■ PROBLEM REQUIREMENTS ■
Answer these from the Grafana and Loki guide below:
(a) What minimum interval does the Logs volume panel use under its query options?
(b) Which evaluation interval is set for the Minecraft player-joined alert rule?
(c) What name is given to the new contact point?

■ TEXT TO READ ■
####################
This Explore view will be **recreated** as a dashboard.
### Dashboard for minecraft logs
![dashboard-minecraft](https://i.imgur.com/M1k0Dn4.png)
* **New dashboard, new panel**
* Graph type - `Time series`
* Data source - Loki
* Switch from `builder` to `code`
* query - `count_over_time({job="minecraft_logs"} |= `` [1m])`
* `Query options` - Min interval=1m
* Transform - Rename by regex
Match - `(.*)`
Replace - `Logs`
* Title - Logs volume
* Transparent background
* Legend off
* Graph styles - bar
* Fill opacity - 50
* Color scheme - single color
* Save
* **Add another panel**
* Graph type - `Logs`
* Data source - Loki
* Switch from `builder` to `code`
query - `{job="minecraft_logs"} |= ""`
* Title - *empty*
* Deduplication - Signature or Exact
* Save
This should create a similar dashboard to the one in the picture above.
[Performance tips](https://www.youtube.com/watch?v=YED8XIm0YPs)
for grafana loki queries
## Alerts in Grafana for Loki
![alert-labels](https://i.imgur.com/LuUBZFn.png)
When a **player joins** minecraft server a **log line** appears *"Bastard joined the game"*
An **Alert** will be set to detect string *"joined the game"* and send
a **notification** when it occurs.
Now, might be good time to **brush up on PromQL / LogQL** and the **data types**
they return when a query happens. That **instant vector** and **range vector**
thingie. As grafana will scream when using range vector.
### Create alert rule
- **1 Set an alert rule name**
- Rule name = Minecraft-player-joined-alert
- **2 Set a query and alert condition**
- **A** - Switch to Loki; set Last 5 minutes
- switch from builder to code
- `count_over_time({job="minecraft_logs"} |= "joined the game" [5m])`
- **B** - Reduce
- Function = Last
- Input = A
- Mode = Strict
- **C** - Treshold
- Input = B
- is above 0
- Make this the alert condition
- **3 Alert evaluation behavior**
- Folder = "Alerts"
- Evaluation group (interval) = "five-min"
- Evaluation interval = 5m
- For 0s
- Configure no data and error handling
- Alert state if no data or all values are null = OK
- **4 Add details for your alert rule**
- Here is where the label `player` that was set in **promtail** is used
Summary = `{{ $labels.player }} joined the Minecraft server.`
- Can also pass values from expressions by targeting A/B/C/.. from step2
Description = `Number of players that joined in the last 5 min: {{ $values.B }}`
- **5 Notifications**
- nothing
- Save and exit
### Contact points
- New contact point
- Name = ntfy
- Integration = Webhook
- URL = `https://ntfy.example.com/grafana`
or if grafana-to-ntfy is already setup then `http://grafana-to-ntfy:8080`
but also credentials need to be set.
- Title = `{{ .CommonAnnotations.summary }}`
- Message = I put in [empty space unicode character](https://emptycharacter.com/)
- Disable resolved message = check
- Test
- Save
### Notification policies
- Edit default
- Default contact point = ntfy
- Save
After all this, there should be notification coming when a player joins.
### grafana-to-ntfy
For **alerts** one can use
[ntfy](https://github.com/DoTheEvo/selfhosted-apps-docker/tree/master/gotify-ntfy-signal)
####################
■ MATERIAL PROVIDED ■
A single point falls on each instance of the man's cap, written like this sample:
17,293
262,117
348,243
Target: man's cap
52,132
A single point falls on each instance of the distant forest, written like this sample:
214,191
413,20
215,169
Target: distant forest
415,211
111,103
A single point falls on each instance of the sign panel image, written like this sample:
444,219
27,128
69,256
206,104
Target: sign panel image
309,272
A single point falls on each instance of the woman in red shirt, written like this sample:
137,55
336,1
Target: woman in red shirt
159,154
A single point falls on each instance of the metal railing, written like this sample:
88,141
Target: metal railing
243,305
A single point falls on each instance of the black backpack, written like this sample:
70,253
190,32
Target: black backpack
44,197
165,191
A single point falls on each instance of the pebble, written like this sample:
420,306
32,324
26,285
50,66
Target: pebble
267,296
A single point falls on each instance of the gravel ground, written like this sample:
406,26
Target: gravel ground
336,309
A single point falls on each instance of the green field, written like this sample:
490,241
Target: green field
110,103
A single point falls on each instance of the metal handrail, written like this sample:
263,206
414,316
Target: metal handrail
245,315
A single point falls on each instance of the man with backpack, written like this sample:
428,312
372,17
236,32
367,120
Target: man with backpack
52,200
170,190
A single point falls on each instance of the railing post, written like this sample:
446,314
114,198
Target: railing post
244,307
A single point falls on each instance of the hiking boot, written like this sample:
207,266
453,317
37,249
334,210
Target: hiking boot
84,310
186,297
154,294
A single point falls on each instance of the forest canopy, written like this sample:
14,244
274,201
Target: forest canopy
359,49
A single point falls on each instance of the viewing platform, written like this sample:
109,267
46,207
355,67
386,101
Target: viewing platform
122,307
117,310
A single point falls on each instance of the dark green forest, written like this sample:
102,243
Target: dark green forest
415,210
####################
■ THE RESULT ■
(a) 1m
(b) 5m
(c) ntfy